__Exercise text__
————————

NORTHWEST TERRITORIES
The Northwest Territories' health department has begun vaccinating newborns and babies against tuberculosis now that a replacement vaccine has been found.

In June, Sanofi Pasteur, the only company in Canada that produces the Bacille Calmette-Guerin (BCG) vaccine used to prevent serious forms of tuberculosis, voluntarily recalled the vaccine.

Concerns about the company's manufacturing plant were blamed for the recall, according to a press release from Health Canada.

"Health Canada is advising Canadians that Sanofi Pasteur is voluntarily recalling all Bacille Calmette-Guerin (BCG) vaccine on the market because of problems in the manufacturing facility that Health Canada believes may have affected the vaccine quality," the release stated.

Amy Lea, a communicable disease consultant with the GNWT Department of Health and Social Services, said the new vaccine is from Japan and has been in production since 1952. Since then, more than two billion doses have been given in 50 countries around the world.

Lea said the health department has implemented a "catch-up" program that will immunize babies that haven't yet been vaccinated.

Most babies in the territory are vaccinated against tuberculosis before they are discharged from the hospital after they're born, Lea said.

But because the vaccine wasn't available, regional health centres kept track of babies that were being sent back to their home communities without it.

————————

[Collection entries]

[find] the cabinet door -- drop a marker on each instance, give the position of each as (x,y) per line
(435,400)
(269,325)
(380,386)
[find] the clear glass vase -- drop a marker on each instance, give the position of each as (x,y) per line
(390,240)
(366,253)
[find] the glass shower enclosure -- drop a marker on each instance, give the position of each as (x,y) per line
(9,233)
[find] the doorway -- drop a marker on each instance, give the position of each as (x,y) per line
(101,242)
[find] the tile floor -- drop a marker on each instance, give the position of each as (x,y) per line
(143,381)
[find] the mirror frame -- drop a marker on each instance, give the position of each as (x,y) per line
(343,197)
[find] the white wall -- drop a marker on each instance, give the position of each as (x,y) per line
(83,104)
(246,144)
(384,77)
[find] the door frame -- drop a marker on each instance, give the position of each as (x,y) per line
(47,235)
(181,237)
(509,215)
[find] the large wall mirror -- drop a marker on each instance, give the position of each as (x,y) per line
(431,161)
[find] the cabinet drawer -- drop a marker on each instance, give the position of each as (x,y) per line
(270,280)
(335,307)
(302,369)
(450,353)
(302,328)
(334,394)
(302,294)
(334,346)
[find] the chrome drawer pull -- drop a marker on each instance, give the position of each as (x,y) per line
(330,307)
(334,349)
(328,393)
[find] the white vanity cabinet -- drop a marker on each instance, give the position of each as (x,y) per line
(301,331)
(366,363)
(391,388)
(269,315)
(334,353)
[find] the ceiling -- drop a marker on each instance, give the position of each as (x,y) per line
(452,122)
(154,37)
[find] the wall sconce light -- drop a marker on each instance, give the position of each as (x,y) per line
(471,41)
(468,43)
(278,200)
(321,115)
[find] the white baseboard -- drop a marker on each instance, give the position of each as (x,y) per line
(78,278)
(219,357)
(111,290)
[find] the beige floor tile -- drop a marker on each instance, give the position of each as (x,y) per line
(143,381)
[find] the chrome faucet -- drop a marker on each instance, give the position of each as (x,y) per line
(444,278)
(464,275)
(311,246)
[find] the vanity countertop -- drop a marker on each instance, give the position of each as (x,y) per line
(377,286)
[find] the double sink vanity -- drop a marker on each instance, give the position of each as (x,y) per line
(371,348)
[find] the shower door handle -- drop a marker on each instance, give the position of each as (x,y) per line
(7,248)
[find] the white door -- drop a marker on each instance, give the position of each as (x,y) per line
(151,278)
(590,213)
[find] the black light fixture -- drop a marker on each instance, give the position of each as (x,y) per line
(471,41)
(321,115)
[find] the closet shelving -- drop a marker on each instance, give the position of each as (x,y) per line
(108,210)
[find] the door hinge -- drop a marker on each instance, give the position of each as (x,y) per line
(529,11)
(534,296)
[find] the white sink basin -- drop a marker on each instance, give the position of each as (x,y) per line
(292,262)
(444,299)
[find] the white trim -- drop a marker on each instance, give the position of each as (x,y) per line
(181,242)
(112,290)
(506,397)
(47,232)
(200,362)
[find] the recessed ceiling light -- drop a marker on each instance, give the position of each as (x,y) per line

————————

__What to do__
[1] Reproduce the passage of the tuberculosis vaccine article that runs from "Concerns about the" to "the release stated.".
[2] Answer the following questions using the tuberculosis vaccine article:
(a) Which company voluntarily recalled the BCG vaccine in June?
(b) From which country does the replacement vaccine come?
(c) In how many countries have doses of the replacement vaccine been given?

__Responses__
[1]
Concerns about the company's manufacturing plant were blamed for the recall, according to a press release from Health Canada.

"Health Canada is advising Canadians that Sanofi Pasteur is voluntarily recalling all Bacille Calmette-Guerin (BCG) vaccine on the market because of problems in the manufacturing facility that Health Canada believes may have affected the vaccine quality," the release stated.

[2]
(a) Sanofi Pasteur
(b) Japan
(c) 50